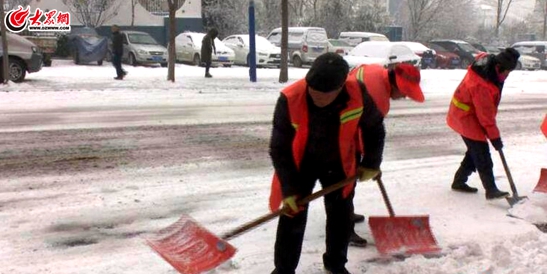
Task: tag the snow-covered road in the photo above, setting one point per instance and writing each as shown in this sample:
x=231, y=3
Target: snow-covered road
x=88, y=165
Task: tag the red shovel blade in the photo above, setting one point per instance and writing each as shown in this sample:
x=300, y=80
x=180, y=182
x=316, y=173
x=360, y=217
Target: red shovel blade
x=190, y=248
x=544, y=126
x=403, y=235
x=542, y=183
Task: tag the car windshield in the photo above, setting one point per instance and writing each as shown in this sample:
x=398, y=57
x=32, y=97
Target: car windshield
x=260, y=41
x=339, y=43
x=371, y=49
x=437, y=48
x=84, y=32
x=468, y=48
x=317, y=36
x=140, y=38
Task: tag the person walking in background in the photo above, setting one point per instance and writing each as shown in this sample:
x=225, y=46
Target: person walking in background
x=315, y=126
x=383, y=84
x=207, y=49
x=472, y=114
x=117, y=52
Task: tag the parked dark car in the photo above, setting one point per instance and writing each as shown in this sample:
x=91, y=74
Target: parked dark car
x=464, y=50
x=87, y=46
x=445, y=59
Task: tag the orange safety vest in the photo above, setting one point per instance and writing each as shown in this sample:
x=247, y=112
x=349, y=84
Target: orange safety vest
x=544, y=126
x=473, y=108
x=349, y=125
x=376, y=80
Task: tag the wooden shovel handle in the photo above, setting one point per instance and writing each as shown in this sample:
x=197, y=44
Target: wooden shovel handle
x=508, y=172
x=386, y=198
x=252, y=224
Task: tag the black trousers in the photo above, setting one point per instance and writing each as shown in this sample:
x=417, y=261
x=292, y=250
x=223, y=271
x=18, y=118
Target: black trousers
x=290, y=230
x=207, y=67
x=117, y=63
x=477, y=158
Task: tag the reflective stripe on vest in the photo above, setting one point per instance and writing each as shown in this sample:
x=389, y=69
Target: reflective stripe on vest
x=460, y=105
x=349, y=125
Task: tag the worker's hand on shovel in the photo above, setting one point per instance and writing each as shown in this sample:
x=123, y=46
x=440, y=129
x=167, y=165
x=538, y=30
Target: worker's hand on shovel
x=366, y=174
x=291, y=206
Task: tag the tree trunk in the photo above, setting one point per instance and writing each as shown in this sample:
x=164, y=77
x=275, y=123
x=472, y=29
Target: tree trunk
x=173, y=4
x=133, y=4
x=5, y=66
x=284, y=73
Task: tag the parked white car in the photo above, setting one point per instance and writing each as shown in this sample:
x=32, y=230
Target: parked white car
x=339, y=46
x=267, y=54
x=141, y=48
x=188, y=49
x=528, y=62
x=381, y=52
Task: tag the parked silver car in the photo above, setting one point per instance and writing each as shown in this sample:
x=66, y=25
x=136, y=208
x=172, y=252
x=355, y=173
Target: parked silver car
x=267, y=54
x=24, y=56
x=305, y=43
x=188, y=49
x=141, y=48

-.-.-

▶ [AIM]:
Swap every "photo" in all the lines above for "image" and write the lines out again with nothing else changed. Leave the pictures out.

▶ [EXERCISE OUTPUT]:
Task: tag the snow-covered road in the image above, setting one point per instance and writing each as shown in this sample:
x=231, y=3
Target: snow-covered road
x=88, y=165
Task: tag the red shovel blade in the image above, setting one point per instance and writing each as shown in this sample:
x=300, y=80
x=180, y=182
x=316, y=173
x=360, y=217
Target: red shovel blade
x=190, y=248
x=544, y=126
x=403, y=235
x=542, y=183
Task: tag the car windshield in the image above, setting one point per instance and writing each as shown in this sample:
x=398, y=57
x=32, y=97
Target: car windshield
x=260, y=41
x=339, y=43
x=371, y=49
x=437, y=48
x=84, y=32
x=468, y=48
x=317, y=36
x=140, y=38
Task: tag the person walking in background in the image above, setting one point per instance and writing each as shown in this sample:
x=225, y=46
Target: person walking in background
x=315, y=126
x=383, y=84
x=207, y=49
x=472, y=114
x=117, y=52
Task: tag the parked dark car in the image above, setting one point per instance and writing each as shown in this sample:
x=91, y=74
Target: parked dark car
x=464, y=50
x=87, y=46
x=445, y=59
Task: tag the orange safety vest in the image above, setting one point per instance and writing each as shown in this sample:
x=247, y=112
x=349, y=84
Target: orange safety vest
x=544, y=126
x=473, y=108
x=349, y=125
x=376, y=80
Task: tag the wooden shovel handle in the image above, setting one point per instance and writing each as shown in this sample:
x=197, y=44
Target: wooden shovel handle
x=508, y=172
x=386, y=198
x=252, y=224
Task: tag the black trousers in the image above, setting one point per instance and writing each as shown in this sample:
x=417, y=261
x=292, y=250
x=223, y=271
x=18, y=118
Target: black trousers
x=290, y=230
x=207, y=67
x=117, y=63
x=477, y=158
Task: tag the reflective stripe on vest in the image above, setting one point per instance and writing each as shown in this sample:
x=389, y=69
Target: reflective stripe on vest
x=460, y=105
x=349, y=125
Task: tag the worker's hand on shovel in the image above, setting one point per instance and writing each as shown in this sample:
x=123, y=46
x=440, y=129
x=167, y=165
x=538, y=30
Target: worker's hand on shovel
x=366, y=174
x=291, y=206
Task: tag the tree trunk in the image above, setting one point per instance and writing each as shown in this sample:
x=164, y=77
x=275, y=123
x=472, y=29
Target: tree trunk
x=173, y=4
x=133, y=4
x=5, y=66
x=284, y=73
Task: tag the parked white car in the image above, setting one point per instance and writing each as shown in this sample:
x=32, y=230
Target: parked white car
x=339, y=46
x=267, y=54
x=141, y=48
x=188, y=49
x=528, y=62
x=381, y=52
Task: tag the parked silver car in the image above, setting one point per instance and writing each as shown in this sample:
x=66, y=25
x=136, y=208
x=172, y=252
x=355, y=173
Target: parked silver car
x=267, y=54
x=24, y=56
x=305, y=43
x=188, y=49
x=141, y=48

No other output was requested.